--- TASK ITEM ---
Extend the article on orange wine below, starting right after its last sentence.

--- SELECTED EXTRACT ---

First we had rosé all day, then Aperol spritz took over the Internet, now orange wine is rising through the ranks of top drink trends. The hype is new, but the technique to create this insider-favourite is ancient. Before there were phones, cars (and most things because it was 5,000 years ago), people made orange wine. There’s history in each glass, and we’ve got your lesson covered.
What is orange wine?
First things first, it’s not made from oranges. Orange is just the colour used to describe the vast range of wines that macerate (soak) with their grape skins. Amber, orange, skin-contact, skin-fermented white wine, call it what you want, this wine has more names than a member of the Royal Family.
How is it made?
Skin on. Orange wine is a white wine made like a red wine. Instead of separating grape skins from their juice after they’ve been crushed, like you do for white wine, the “white” (usually yellow or green) grapes macerate and ferment with their skins and seeds. This process can last from a couple of days to over a year and gives the wine its texture and unique colour that can range from pale yellow to deep red-orange to rusty brown. The longer the ferment, the darker the colour.
What does it taste like?
Nicole Campbell, Co-founder of Grape Witches
“Some of the best orange wines are made from aromatic grapes, so you end up with this flush fruit aroma, almost like a tropical fruit, but it’s super savoury and nutty. When you first smell it you almost think it’s going to be a sweet wine.”
Is it sweet?
Actually, no. What contributes to orange wine’s savoury notes, and all-round tricky to categorize nature, are its tannins, a characteristic that adds bitterness and astringency. Since the grapes are left in contact with their skins, grape tannins dissolve and create complex, intense flavours that balance well with the underlying acidic quality of white wine. " 'Wow, wine can taste like this?' – We hear that a lot when people first have orange wine,” says Campbell.
Where is it from?
“It was probably the first way wine was made, just chucking grapes into a pot to ferment,” says fellow Grape Witch, Krysta Oben, co-founder and other half of the coven. This ancient practice can be traced back to 3000 BCE in what is modern-day Georgia (the country, not the state) where grapes fermented with their skins and seeds in large underground, clay vessels known as qvevri. Today, the process looks relatively similar – besides the addition of technology and barrel or bottle ageing – sticking to its low-intervention, natural roots.
Why is it trendy now?
Partly social media, but also “maker-culture” according to the Grape Witches. The ancient process of making orange wine was brought back to life in 2000 – this era – in Italy, and thanks to some ambitious wine makers, sommeliers and restaurateurs, it’s now more widely available.

--- ENTRIES SUPPLIED ---
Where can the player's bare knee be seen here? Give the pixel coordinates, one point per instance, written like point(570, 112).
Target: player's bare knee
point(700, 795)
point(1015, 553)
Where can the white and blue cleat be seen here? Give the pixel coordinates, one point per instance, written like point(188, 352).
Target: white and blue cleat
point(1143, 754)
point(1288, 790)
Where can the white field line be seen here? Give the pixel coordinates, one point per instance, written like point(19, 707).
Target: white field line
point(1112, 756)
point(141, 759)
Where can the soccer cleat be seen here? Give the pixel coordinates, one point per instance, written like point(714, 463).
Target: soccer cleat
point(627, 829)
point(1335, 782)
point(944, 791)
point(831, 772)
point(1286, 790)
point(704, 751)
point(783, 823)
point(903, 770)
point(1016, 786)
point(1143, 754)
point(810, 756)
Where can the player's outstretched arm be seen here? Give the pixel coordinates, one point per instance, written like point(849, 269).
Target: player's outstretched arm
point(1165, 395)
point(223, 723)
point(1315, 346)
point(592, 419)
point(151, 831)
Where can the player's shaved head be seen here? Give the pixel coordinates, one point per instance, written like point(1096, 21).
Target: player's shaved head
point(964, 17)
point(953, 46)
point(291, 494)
--
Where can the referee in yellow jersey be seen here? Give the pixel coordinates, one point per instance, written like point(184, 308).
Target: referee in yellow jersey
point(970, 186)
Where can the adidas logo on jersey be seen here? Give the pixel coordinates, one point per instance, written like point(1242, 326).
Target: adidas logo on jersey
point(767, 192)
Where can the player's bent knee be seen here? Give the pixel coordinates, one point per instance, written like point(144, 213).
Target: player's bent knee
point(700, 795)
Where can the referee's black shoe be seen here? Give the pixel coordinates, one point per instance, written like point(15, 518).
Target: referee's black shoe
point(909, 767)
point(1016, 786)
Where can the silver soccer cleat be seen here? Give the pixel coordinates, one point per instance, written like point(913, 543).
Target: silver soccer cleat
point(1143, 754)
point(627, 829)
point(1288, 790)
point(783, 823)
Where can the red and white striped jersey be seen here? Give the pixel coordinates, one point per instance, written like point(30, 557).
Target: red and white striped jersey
...
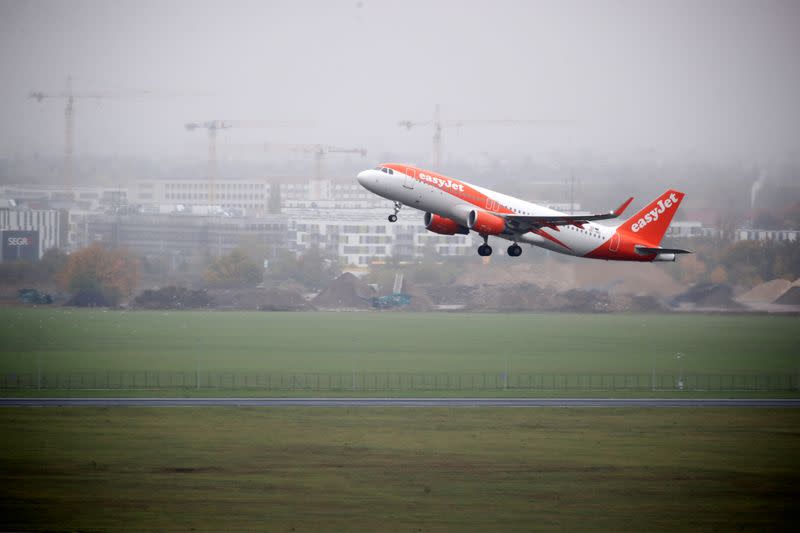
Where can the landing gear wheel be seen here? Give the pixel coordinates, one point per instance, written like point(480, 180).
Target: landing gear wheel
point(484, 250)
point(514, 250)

--- EXPECTED OUTPUT ---
What does it pair with?
Krysta Oben, Co-founder of Grape Witches
"Skin-contact wine is great for pairing with a variety of food, so anything that can be a challenge, pickled things, fermented things – something a white wine might get lost with and a red wine might overpower. Orange wine can bridge that gap of having the tannin and structure of a red, but the refreshing, higher-acid qualities of a white.”
How should it be served?
The Grape Witches suggest serving it at a white wine appropriate temperature (7-13 °C). Start with it slightly chilled, then let it warm up a bit in your glass, allowing the wine to breathe and reveal its flavour and aroma.
Where to get it
There are some exceptional wine bars across the city that have great, diverse selections of skin-contact wine. While we patiently wait for them to re-open their doors after temporarily closing due to Covid-19, we can get the golden goodness delivered to our front door.
This sweeping 150-acre vineyard located in Niagara-on-the-Lake was able to get their Vidal skin fermented orange wine into the LCBO, which is no small feat for a small-batch style of wine making. Head to their website for free shipping of their 2019 vintage skin-contact while you practice no-contact from people.
Trail Estate Winery
This craft-oriented winery situated in Prince Edward County (P.E.C.) has several premium skin-contact wines on their roster. The elegant, fresh wines are small-batch and low-intervention and can be shipped free across Ontario with the purchase of six or more bottles. Stock up, because, you know, pandemic stuff.
Grange of Prince Edward Winery
Yet another P.E.C. gem, this winery is run by mother and daughter duo Caroline and Maggie Granger who make the delicious estate-grown wines. If you want to explore with the orange colour wheel, you can order an entire box of skin-contact wine (free shipping) and see just how much each one varies in taste and hue.